- PROBLEM DETAILS:
Retype the stretch of the excerpt on the Baltic independence movement below, from "A partial explanation" through "in Western Europe.", word for word.

- EXCERPT:
==*==

PROTESTS AGAINST IGNALINA in Lithuania, hydropower in Latvia and oil shale mining in Estonia thus came to have great significance for the Baltic struggle for independence from the Soviet Union. But if we look more closely at what actually happened to the power plants and industries — which were monstrous from an environmentalist standpoint — that the Balts saw, twenty years ago, as odious expressions of Soviet occupation, we see something surprising: the plants in question have been anything but shut down. On the contrary, they have found strong support from the now autonomous governments and have continued to be expanded. It is only the Lithuanian nuclear power plant which is still threatened with closure — but it is now the Lithuanians themselves who are fighting to keep the nuclear power plant, while it is the EU that wants to close Ignalina for good.

Why the turnaround, one wonders? How can the perception of nuclear power, hydropower and the oil shale industry have been transformed so radically from national object of hate to guarded crown jewels?

A partial explanation is given by the American anthropologist Jane Dawson, who in the book Eco-Nationalism: Anti-Nuclear Activism and National Identity in Russia, Lithuania, and Ukraine, examines the emergence of the anti-nuclear movement in several countries, including Lithuania. Her conclusion, based on a large number of deep interviews, is that Lithuanians deliberately used environmental issues as a tool to stimulate people’s engagement in the pursuit of national sovereignty. In reality, the environmental movement’s leaders were never particularly interested in closing down Ignalina! The independence movement was simply dressed up as an environmental movement, something which, among other things, was designed to arouse sympathy in Western Europe.

Most Western European governments saw it as less politically risky to work for a cleaner environment in the Soviet Union than to expressly support the aspirations towards independence of the Soviet constituent republics. Even the Swedish government, under Ingvar Carlsson, was for a very long time quite skeptical of the idea of full independence of the Baltic republics from the Soviet Union, which Balts remember with bitterness even today. Sweden, however, happily supported the fight for a better environment on the other side of the Baltic Sea. One proposal put forward was, for example, that Sweden would lay a power cable across the Baltic Sea and export ”clean” Swedish power (read: nuclear power) eastward, so that the environmentally hazardous Baltic power plants could be closed.

==*==

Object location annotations
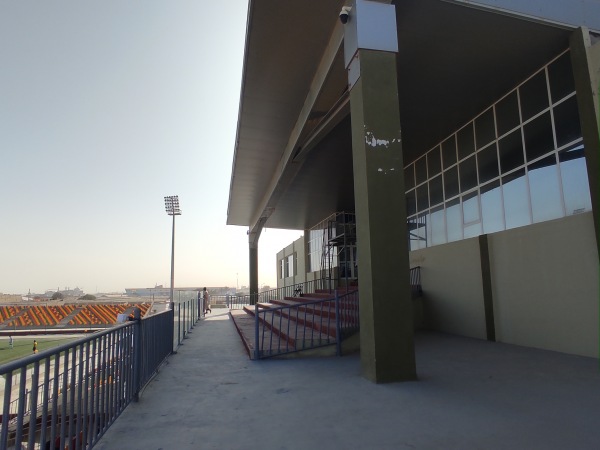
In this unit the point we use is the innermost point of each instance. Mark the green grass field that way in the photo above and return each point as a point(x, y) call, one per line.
point(23, 346)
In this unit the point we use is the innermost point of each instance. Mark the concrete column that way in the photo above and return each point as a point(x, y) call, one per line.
point(386, 316)
point(585, 57)
point(253, 265)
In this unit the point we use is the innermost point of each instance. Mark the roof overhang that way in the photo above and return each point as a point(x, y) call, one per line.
point(292, 164)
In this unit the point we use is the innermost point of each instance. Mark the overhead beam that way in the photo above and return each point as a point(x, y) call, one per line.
point(284, 173)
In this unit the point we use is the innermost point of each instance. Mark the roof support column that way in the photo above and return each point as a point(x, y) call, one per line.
point(585, 57)
point(253, 263)
point(386, 316)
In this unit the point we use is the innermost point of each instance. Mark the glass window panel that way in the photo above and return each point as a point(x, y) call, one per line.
point(487, 164)
point(421, 230)
point(409, 177)
point(436, 191)
point(472, 230)
point(566, 122)
point(438, 226)
point(485, 130)
point(465, 141)
point(534, 96)
point(546, 203)
point(507, 113)
point(434, 163)
point(492, 215)
point(454, 220)
point(511, 151)
point(422, 198)
point(451, 182)
point(449, 152)
point(468, 174)
point(411, 203)
point(576, 188)
point(416, 232)
point(560, 74)
point(516, 199)
point(471, 208)
point(538, 137)
point(421, 170)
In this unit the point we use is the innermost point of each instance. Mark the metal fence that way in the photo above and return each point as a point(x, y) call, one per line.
point(67, 397)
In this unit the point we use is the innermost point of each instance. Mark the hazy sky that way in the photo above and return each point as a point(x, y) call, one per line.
point(105, 108)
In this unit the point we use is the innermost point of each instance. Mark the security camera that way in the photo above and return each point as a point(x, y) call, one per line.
point(344, 14)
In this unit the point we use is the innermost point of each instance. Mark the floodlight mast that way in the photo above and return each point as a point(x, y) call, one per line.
point(172, 208)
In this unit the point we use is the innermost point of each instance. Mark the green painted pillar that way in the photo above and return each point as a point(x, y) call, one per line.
point(253, 267)
point(386, 315)
point(585, 57)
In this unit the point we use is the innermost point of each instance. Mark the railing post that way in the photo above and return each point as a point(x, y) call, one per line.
point(137, 353)
point(256, 349)
point(338, 325)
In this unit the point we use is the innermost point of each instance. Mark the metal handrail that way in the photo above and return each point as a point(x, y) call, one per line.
point(69, 396)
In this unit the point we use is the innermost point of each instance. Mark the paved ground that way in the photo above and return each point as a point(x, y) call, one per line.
point(471, 394)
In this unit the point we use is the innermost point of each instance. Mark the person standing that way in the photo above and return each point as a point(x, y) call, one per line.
point(206, 298)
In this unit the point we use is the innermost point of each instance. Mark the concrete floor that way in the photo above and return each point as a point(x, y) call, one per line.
point(471, 394)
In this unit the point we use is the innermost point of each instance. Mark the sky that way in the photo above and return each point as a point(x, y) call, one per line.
point(106, 108)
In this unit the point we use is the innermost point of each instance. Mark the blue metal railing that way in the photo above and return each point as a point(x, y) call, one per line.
point(311, 324)
point(69, 396)
point(306, 325)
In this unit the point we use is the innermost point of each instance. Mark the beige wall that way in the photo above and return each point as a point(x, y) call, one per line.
point(545, 285)
point(452, 288)
point(299, 248)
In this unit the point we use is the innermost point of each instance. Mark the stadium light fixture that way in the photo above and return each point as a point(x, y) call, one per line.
point(172, 208)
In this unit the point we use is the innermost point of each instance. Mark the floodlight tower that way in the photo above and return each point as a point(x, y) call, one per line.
point(172, 208)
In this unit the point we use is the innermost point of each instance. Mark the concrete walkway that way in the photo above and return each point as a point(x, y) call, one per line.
point(471, 394)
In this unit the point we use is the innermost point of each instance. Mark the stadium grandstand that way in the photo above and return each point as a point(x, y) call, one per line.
point(64, 317)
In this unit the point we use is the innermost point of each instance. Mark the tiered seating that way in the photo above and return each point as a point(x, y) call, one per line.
point(293, 324)
point(38, 316)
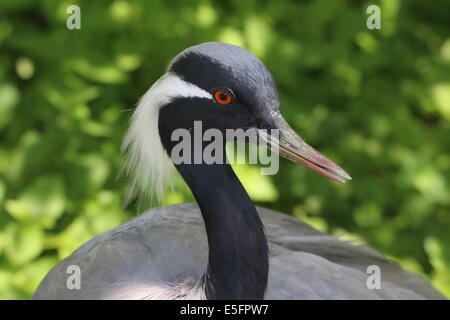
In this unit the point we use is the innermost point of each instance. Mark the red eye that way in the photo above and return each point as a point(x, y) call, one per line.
point(222, 97)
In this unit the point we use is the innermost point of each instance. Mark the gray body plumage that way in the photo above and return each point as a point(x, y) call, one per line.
point(151, 257)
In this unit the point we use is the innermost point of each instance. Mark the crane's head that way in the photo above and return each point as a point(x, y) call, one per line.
point(225, 87)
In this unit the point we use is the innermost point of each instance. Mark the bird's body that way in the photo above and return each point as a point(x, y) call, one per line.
point(151, 257)
point(218, 249)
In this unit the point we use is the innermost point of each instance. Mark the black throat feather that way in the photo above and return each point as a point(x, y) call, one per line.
point(238, 261)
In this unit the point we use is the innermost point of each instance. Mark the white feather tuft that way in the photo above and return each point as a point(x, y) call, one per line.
point(147, 162)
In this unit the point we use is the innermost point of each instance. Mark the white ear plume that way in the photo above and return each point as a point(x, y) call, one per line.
point(147, 163)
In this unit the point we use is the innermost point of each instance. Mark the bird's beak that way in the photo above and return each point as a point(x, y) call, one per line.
point(290, 146)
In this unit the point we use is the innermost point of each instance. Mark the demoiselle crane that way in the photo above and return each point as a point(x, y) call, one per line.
point(219, 248)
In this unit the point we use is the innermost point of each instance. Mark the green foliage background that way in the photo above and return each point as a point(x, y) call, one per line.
point(375, 101)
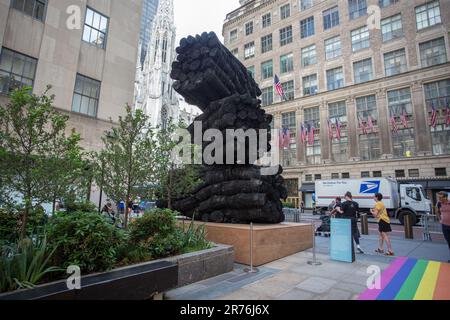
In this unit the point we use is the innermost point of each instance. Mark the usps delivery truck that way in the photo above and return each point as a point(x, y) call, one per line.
point(399, 199)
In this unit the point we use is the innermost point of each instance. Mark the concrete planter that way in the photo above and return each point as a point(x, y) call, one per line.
point(137, 282)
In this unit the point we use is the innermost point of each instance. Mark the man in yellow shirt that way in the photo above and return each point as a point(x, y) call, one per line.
point(384, 224)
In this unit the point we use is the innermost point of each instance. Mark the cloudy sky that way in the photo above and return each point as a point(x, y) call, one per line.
point(197, 16)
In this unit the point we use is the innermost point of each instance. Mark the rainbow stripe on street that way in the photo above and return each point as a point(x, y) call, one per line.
point(412, 279)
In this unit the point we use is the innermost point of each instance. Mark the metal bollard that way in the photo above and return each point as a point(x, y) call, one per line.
point(251, 269)
point(314, 261)
point(409, 233)
point(365, 224)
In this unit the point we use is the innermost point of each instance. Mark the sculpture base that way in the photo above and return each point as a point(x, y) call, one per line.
point(270, 242)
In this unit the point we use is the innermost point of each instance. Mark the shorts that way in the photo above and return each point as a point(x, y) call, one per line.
point(383, 226)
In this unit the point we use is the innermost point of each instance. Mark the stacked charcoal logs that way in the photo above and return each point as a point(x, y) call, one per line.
point(209, 76)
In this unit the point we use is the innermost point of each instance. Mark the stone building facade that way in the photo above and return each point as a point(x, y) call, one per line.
point(362, 72)
point(85, 49)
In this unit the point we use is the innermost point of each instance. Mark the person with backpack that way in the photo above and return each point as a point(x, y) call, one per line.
point(384, 224)
point(350, 210)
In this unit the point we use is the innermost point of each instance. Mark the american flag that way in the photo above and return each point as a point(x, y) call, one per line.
point(311, 133)
point(303, 133)
point(447, 121)
point(370, 123)
point(362, 126)
point(279, 87)
point(338, 129)
point(330, 130)
point(394, 124)
point(404, 119)
point(434, 116)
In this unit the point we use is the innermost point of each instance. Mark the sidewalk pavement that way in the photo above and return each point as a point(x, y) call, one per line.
point(292, 278)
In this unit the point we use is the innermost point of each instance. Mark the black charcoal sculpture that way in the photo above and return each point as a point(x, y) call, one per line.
point(207, 75)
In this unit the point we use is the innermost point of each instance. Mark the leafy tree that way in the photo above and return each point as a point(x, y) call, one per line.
point(38, 161)
point(126, 162)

==*==

- COMPLETED EXERCISE:
A partial explanation is given by the American anthropologist Jane Dawson, who in the book Eco-Nationalism: Anti-Nuclear Activism and National Identity in Russia, Lithuania, and Ukraine, examines the emergence of the anti-nuclear movement in several countries, including Lithuania. Her conclusion, based on a large number of deep interviews, is that Lithuanians deliberately used environmental issues as a tool to stimulate people’s engagement in the pursuit of national sovereignty. In reality, the environmental movement’s leaders were never particularly interested in closing down Ignalina! The independence movement was simply dressed up as an environmental movement, something which, among other things, was designed to arouse sympathy in Western Europe.